[QUOTED PASSAGE — start]
Legal recognition for Muslim marriages in South Africa

For the past 28 years of our democracy Muslim marriages have not been recognised as valid under South African law. On the 28 June 2022, the Constitutional Court handed down a landmark judgment in the matter of Women’s Legal Centre Trust v President of The Republic of South Africa and Others to confirm an order of the Supreme Court of Appeal which recognizes marriages solemnized in accordance with Sharia law (Muslim marriages) as valid marriages and declares certain sections of the Marriage Act and Divorce Act unconstitutional.

Background
In the past the only way for Muslim marriages to be recognised was to register the marriage as a civil marriage where the marriage was solemnised before a registered marriage officer either in terms of the Marriage Act 25 of 1961 or the Civil Union Act 17 of 2006. If not, the marriage was not valid and the parties were considered “unmarried” with the resultant proprietary consequences being of a couple married out of community of property excluding the accrual system. Without legal protection however, many Muslim woman and their children were left vulnerable and could not enjoy the same rights and remedies afforded to woman and their children in civil marriages.
[QUOTED PASSAGE — finish]
[DATA FOR REVIEW — start]
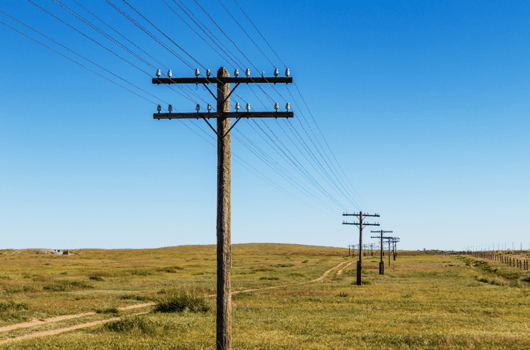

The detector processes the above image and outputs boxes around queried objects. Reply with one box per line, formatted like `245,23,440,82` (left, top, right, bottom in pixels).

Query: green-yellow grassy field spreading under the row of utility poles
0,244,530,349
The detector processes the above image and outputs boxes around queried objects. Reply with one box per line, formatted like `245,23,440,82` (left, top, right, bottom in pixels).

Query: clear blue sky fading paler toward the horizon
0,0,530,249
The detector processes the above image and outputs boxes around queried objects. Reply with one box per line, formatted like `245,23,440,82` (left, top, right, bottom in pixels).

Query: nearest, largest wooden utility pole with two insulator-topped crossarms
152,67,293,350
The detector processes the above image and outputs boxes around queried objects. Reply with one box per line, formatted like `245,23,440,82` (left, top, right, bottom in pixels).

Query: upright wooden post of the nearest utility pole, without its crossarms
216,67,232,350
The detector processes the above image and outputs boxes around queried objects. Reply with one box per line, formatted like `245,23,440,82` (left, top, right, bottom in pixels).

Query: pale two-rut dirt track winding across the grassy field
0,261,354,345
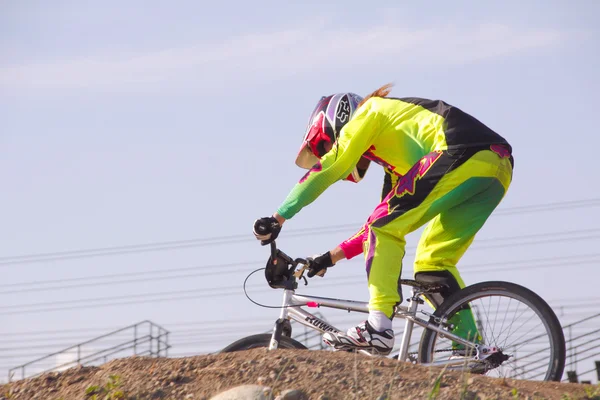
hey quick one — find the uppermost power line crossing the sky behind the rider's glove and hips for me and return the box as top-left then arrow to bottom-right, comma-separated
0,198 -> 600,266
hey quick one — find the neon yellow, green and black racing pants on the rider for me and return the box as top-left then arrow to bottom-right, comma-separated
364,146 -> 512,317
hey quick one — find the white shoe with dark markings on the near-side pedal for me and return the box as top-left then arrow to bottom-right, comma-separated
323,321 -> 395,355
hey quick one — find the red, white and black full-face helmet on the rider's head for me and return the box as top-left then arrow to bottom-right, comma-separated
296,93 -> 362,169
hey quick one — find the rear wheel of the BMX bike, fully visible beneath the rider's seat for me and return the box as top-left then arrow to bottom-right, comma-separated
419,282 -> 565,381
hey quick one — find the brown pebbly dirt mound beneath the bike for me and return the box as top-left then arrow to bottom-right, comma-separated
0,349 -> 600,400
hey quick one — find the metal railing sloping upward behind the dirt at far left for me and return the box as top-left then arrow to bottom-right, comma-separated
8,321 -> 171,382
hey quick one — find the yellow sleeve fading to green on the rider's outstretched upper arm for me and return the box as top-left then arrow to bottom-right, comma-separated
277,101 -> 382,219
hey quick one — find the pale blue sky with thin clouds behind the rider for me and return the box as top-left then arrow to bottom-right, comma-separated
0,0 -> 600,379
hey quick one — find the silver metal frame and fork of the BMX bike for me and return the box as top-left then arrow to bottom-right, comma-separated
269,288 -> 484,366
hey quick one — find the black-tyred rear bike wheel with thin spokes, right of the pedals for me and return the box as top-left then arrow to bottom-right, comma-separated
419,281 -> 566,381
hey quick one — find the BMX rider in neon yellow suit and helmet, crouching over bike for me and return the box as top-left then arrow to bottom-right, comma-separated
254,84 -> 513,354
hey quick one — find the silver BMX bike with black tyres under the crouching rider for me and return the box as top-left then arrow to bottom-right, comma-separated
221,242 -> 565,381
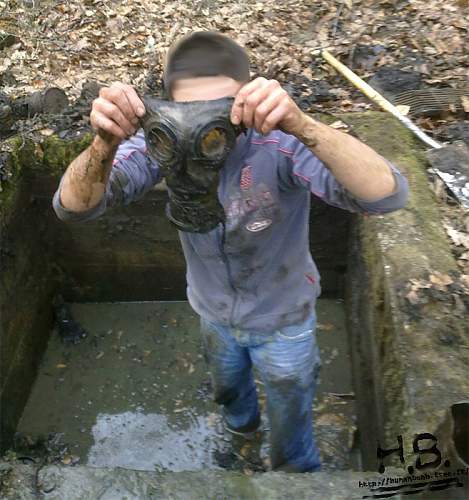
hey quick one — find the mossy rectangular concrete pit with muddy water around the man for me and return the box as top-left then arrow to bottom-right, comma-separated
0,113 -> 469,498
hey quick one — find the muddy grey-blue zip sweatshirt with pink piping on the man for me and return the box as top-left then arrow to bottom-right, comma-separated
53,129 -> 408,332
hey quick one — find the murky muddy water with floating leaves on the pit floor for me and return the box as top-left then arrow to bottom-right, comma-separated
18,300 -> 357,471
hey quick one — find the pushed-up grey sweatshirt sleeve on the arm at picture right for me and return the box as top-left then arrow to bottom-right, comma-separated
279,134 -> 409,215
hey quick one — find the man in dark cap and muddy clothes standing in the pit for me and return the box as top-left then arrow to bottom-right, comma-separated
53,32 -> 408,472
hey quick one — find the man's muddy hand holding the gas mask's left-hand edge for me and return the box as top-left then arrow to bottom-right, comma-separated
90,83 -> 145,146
[DATA FOR REVIEW — finish]
ASSIGNED TASK A
In the article on Muslim marriages above, on what date did the Constitutional Court hand down its judgment?
ASSIGNED TASK B
Reproduce the part of the article on Muslim marriages from "For the past" up to and including "Divorce Act unconstitutional.".

EXERCISE RESPONSE A
28 June 2022

EXERCISE RESPONSE B
For the past 28 years of our democracy Muslim marriages have not been recognised as valid under South African law. On the 28 June 2022, the Constitutional Court handed down a landmark judgment in the matter of Women’s Legal Centre Trust v President of The Republic of South Africa and Others to confirm an order of the Supreme Court of Appeal which recognizes marriages solemnized in accordance with Sharia law (Muslim marriages) as valid marriages and declares certain sections of the Marriage Act and Divorce Act unconstitutional.